* [GIVEN TASK]: Repeat the lines beginning at the one with "Exercise. Tag the table" and running to the end of the material, keeping the first and last of them, exactly as they appear.

* [SUPPLIED DATA]:
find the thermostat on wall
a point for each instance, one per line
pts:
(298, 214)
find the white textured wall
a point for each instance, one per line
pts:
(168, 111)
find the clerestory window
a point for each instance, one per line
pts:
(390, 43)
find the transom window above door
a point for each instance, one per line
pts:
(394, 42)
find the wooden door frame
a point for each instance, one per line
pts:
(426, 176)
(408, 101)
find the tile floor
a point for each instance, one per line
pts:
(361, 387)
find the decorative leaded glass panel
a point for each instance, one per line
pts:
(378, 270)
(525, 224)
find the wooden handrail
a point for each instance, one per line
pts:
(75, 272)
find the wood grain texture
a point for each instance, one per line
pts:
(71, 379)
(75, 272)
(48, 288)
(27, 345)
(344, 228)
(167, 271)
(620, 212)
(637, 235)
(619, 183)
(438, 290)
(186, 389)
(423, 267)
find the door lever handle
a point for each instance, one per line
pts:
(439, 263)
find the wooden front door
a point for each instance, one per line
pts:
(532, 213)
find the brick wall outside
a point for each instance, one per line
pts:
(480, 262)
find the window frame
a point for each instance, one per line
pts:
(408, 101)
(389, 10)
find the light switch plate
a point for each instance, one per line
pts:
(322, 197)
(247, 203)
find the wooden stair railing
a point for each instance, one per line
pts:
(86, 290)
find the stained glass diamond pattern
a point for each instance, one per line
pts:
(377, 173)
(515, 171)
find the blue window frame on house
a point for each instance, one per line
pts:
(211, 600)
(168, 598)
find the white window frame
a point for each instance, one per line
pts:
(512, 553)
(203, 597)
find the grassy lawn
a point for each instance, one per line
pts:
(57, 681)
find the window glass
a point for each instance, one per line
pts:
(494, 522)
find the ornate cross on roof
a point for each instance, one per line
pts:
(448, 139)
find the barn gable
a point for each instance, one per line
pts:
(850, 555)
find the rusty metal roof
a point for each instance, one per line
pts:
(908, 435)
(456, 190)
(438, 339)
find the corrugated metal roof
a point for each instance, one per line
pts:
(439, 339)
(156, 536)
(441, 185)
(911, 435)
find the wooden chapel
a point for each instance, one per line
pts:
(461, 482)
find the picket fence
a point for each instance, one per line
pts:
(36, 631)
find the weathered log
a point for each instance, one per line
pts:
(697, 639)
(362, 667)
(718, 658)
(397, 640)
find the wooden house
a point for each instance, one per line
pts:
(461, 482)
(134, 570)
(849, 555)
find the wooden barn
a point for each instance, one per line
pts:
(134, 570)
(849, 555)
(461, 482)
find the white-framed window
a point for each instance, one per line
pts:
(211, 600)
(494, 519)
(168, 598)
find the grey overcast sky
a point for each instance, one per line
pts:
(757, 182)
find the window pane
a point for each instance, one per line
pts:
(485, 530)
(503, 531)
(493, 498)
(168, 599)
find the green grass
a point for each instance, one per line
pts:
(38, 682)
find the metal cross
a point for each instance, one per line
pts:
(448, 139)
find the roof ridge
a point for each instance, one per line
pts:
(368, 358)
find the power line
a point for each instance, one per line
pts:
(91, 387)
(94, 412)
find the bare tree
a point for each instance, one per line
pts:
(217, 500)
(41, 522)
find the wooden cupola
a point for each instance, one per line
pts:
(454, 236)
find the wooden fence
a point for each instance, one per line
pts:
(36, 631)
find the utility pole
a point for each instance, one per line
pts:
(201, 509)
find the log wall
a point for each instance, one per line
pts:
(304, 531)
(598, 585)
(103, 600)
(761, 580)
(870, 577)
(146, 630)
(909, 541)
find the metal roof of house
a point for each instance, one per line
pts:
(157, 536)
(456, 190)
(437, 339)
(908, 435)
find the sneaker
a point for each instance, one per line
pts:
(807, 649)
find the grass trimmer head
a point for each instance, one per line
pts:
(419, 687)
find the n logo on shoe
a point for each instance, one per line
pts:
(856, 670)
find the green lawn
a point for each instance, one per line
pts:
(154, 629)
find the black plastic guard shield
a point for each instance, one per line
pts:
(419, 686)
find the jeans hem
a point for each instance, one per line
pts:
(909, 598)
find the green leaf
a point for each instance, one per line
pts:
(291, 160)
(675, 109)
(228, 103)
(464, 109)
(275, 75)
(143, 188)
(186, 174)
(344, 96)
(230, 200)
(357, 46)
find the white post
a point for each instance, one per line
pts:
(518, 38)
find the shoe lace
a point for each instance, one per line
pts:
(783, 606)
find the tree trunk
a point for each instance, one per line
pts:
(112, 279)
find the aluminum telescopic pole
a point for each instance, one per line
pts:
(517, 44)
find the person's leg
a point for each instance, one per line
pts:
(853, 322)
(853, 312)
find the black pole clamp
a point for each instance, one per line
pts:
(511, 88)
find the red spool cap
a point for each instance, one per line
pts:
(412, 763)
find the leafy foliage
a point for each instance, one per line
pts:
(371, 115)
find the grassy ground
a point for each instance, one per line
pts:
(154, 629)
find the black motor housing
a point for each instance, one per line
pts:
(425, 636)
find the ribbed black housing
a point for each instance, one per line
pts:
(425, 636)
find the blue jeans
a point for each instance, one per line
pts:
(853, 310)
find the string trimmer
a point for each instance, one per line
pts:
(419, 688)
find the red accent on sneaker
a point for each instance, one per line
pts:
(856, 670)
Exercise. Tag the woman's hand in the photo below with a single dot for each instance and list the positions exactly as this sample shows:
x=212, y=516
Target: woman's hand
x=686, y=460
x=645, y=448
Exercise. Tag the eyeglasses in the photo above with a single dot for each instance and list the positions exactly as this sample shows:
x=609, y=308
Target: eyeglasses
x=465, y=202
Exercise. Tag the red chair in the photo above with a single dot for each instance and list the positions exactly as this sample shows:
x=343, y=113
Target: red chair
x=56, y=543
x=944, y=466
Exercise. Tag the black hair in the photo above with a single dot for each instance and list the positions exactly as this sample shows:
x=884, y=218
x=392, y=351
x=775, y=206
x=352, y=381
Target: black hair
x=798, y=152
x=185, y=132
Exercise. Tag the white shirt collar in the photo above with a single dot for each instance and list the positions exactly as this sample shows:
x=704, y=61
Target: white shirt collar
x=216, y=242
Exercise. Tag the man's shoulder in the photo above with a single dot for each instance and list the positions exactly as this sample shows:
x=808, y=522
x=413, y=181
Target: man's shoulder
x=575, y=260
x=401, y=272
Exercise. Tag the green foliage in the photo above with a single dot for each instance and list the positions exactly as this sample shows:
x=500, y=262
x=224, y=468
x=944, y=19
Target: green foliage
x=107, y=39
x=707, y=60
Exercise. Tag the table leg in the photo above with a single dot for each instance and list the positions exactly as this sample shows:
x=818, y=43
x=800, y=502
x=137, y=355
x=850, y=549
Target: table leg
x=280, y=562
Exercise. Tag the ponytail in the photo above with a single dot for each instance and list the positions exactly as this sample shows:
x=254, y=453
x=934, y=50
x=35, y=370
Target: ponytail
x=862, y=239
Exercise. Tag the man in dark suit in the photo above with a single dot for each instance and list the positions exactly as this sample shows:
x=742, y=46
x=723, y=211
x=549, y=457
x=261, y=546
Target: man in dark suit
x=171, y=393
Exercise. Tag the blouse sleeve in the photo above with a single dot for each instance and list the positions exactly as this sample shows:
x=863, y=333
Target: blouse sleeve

* [COMPLETE ANSWER]:
Exercise. Tag the table leg in the photo above with a single dot for each instance and list the positions exactly as this sample shows:
x=818, y=43
x=800, y=502
x=137, y=355
x=850, y=549
Target: table leg
x=280, y=562
Exercise. Tag the ponytail in the photo above with a single dot for each instance and list the positions exactly as this sample shows:
x=254, y=453
x=934, y=50
x=35, y=370
Target: ponytail
x=862, y=239
Exercise. Tag the man in dark suit in the photo above with a single dot for each instance and list the positions exactly as this sample shows:
x=742, y=46
x=723, y=211
x=549, y=457
x=261, y=546
Target: man in dark suit
x=171, y=393
Exercise. Tag the blouse sleeve in the photo above with a single dot for each instance and list the positions exactly as this sample shows:
x=863, y=333
Target: blouse sleeve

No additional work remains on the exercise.